● **Task requirements**: Put every one of the records below into a numbered list, leaving out any blank lines.

* Start *

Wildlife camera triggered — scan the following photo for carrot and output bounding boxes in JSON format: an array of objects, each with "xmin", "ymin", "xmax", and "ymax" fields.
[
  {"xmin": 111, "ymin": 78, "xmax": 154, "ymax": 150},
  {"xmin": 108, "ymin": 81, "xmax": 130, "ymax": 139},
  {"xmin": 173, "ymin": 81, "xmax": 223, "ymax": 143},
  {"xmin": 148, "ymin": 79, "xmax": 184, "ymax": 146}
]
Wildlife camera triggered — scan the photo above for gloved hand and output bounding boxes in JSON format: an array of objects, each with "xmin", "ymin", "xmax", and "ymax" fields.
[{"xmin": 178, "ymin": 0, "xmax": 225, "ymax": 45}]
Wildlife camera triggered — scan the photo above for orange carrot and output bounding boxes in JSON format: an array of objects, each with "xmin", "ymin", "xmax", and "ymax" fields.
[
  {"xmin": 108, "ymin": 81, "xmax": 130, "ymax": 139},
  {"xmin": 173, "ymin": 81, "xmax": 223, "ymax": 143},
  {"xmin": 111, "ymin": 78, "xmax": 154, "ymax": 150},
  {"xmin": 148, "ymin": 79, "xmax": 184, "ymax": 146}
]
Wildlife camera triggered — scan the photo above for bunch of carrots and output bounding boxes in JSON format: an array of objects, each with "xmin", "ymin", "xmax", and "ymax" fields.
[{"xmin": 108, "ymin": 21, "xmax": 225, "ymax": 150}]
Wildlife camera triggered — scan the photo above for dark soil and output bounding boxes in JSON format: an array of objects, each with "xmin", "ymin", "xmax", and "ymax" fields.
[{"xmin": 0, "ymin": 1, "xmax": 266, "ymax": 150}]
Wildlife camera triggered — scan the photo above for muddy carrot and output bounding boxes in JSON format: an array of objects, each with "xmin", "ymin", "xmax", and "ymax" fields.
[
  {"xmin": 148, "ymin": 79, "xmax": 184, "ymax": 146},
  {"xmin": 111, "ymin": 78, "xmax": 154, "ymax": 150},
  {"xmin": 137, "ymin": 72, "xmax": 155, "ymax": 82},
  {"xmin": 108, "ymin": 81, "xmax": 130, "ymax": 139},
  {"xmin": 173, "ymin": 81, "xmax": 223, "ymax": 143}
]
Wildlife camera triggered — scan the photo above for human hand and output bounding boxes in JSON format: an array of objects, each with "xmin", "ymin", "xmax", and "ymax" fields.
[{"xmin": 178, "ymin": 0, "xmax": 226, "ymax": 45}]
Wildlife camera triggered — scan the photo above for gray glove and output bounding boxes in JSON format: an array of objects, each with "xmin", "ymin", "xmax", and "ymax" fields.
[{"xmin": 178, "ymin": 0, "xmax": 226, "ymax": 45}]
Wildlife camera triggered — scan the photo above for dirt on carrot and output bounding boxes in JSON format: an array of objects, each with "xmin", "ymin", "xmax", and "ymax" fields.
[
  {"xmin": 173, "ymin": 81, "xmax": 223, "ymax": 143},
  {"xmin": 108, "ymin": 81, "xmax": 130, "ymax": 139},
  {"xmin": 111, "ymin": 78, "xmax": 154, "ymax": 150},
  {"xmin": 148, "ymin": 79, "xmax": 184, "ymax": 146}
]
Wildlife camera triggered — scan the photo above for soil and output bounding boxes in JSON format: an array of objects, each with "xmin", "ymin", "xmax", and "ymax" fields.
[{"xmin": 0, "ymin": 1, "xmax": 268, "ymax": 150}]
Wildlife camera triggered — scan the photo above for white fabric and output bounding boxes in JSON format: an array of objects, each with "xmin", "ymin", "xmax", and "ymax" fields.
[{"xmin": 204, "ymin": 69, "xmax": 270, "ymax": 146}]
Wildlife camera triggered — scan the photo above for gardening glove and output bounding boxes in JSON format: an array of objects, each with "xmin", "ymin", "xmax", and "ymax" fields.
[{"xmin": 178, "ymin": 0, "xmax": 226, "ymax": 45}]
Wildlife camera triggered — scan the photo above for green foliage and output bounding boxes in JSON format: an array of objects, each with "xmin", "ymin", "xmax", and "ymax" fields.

* End *

● **Reply to the task**:
1. Wildlife camera triggered — scan the following photo for carrot and output bounding boxes in JSON format: an array of objects, each with "xmin", "ymin", "xmax", and "ymax" fields.
2. [
3.   {"xmin": 111, "ymin": 78, "xmax": 154, "ymax": 150},
4.   {"xmin": 108, "ymin": 81, "xmax": 130, "ymax": 139},
5.   {"xmin": 173, "ymin": 81, "xmax": 223, "ymax": 143},
6.   {"xmin": 148, "ymin": 79, "xmax": 184, "ymax": 146}
7. ]
8. Wildlife camera triggered — scan the photo above for gloved hand and output bounding boxes in JSON format: an array of objects, each with "xmin", "ymin", "xmax", and "ymax" fields.
9. [{"xmin": 178, "ymin": 0, "xmax": 225, "ymax": 45}]
10. Wildlife camera triggered — scan the photo above for orange carrot and output bounding boxes in JSON format: an array of objects, each with "xmin", "ymin", "xmax", and "ymax" fields.
11. [
12.   {"xmin": 108, "ymin": 81, "xmax": 130, "ymax": 139},
13.   {"xmin": 173, "ymin": 81, "xmax": 223, "ymax": 143},
14.   {"xmin": 111, "ymin": 78, "xmax": 154, "ymax": 150},
15.   {"xmin": 148, "ymin": 79, "xmax": 184, "ymax": 146}
16. ]
17. Wildlife camera triggered — scan the photo above for bunch of carrots and output bounding boxes in JSON format: an array of objects, each with "xmin", "ymin", "xmax", and "ymax" fields.
18. [{"xmin": 108, "ymin": 21, "xmax": 225, "ymax": 150}]
19. Wildlife camera triggered — scan the photo above for dark soil and output bounding boxes in JSON format: an array of objects, each with "xmin", "ymin", "xmax", and "ymax" fields.
20. [{"xmin": 0, "ymin": 1, "xmax": 266, "ymax": 150}]
21. Wildlife camera triggered — scan the photo above for muddy carrot and output bounding boxes in JSON format: an array of objects, each with "xmin", "ymin", "xmax", and "ymax" fields.
22. [
23.   {"xmin": 148, "ymin": 79, "xmax": 184, "ymax": 146},
24.   {"xmin": 111, "ymin": 78, "xmax": 154, "ymax": 150},
25.   {"xmin": 137, "ymin": 72, "xmax": 155, "ymax": 82},
26.   {"xmin": 108, "ymin": 81, "xmax": 130, "ymax": 139},
27.   {"xmin": 173, "ymin": 81, "xmax": 223, "ymax": 143}
28. ]
29. Wildlife camera triggered — scan the photo above for human hand and output bounding boxes in JSON format: an array of objects, each with "xmin", "ymin", "xmax", and "ymax" fields.
30. [{"xmin": 178, "ymin": 0, "xmax": 226, "ymax": 45}]
31. Wildlife camera triggered — scan the photo above for gray glove and output bounding boxes in JSON format: an array of objects, each with "xmin", "ymin", "xmax", and "ymax" fields.
32. [{"xmin": 178, "ymin": 0, "xmax": 226, "ymax": 45}]
33. Wildlife camera triggered — scan the photo above for dirt on carrot and output bounding boxes in JSON format: an array of objects, each with "xmin", "ymin", "xmax", and "ymax" fields.
34. [
35.   {"xmin": 173, "ymin": 81, "xmax": 223, "ymax": 143},
36.   {"xmin": 108, "ymin": 81, "xmax": 130, "ymax": 139},
37.   {"xmin": 111, "ymin": 78, "xmax": 154, "ymax": 150},
38.   {"xmin": 148, "ymin": 79, "xmax": 184, "ymax": 146}
39. ]
40. Wildlife camera triggered — scan the photo above for soil and output bounding boxes in JSON format: an array of objects, each with "xmin", "ymin", "xmax", and "ymax" fields.
41. [{"xmin": 0, "ymin": 1, "xmax": 268, "ymax": 150}]
42. Wildlife camera triggered — scan the photo above for white fabric and output bounding boxes in JSON format: an array of objects, each with "xmin", "ymin", "xmax", and "ymax" fields.
43. [{"xmin": 204, "ymin": 69, "xmax": 270, "ymax": 146}]
44. Wildlife camera triggered — scan the photo above for gardening glove and output bounding boxes in JSON format: an array of objects, each with "xmin", "ymin", "xmax", and "ymax" fields.
45. [{"xmin": 178, "ymin": 0, "xmax": 226, "ymax": 45}]
46. Wildlife camera triggered — scan the photo above for green foliage and output bounding boxes in JSON format: an array of objects, each with "xmin", "ymin", "xmax", and "ymax" fields.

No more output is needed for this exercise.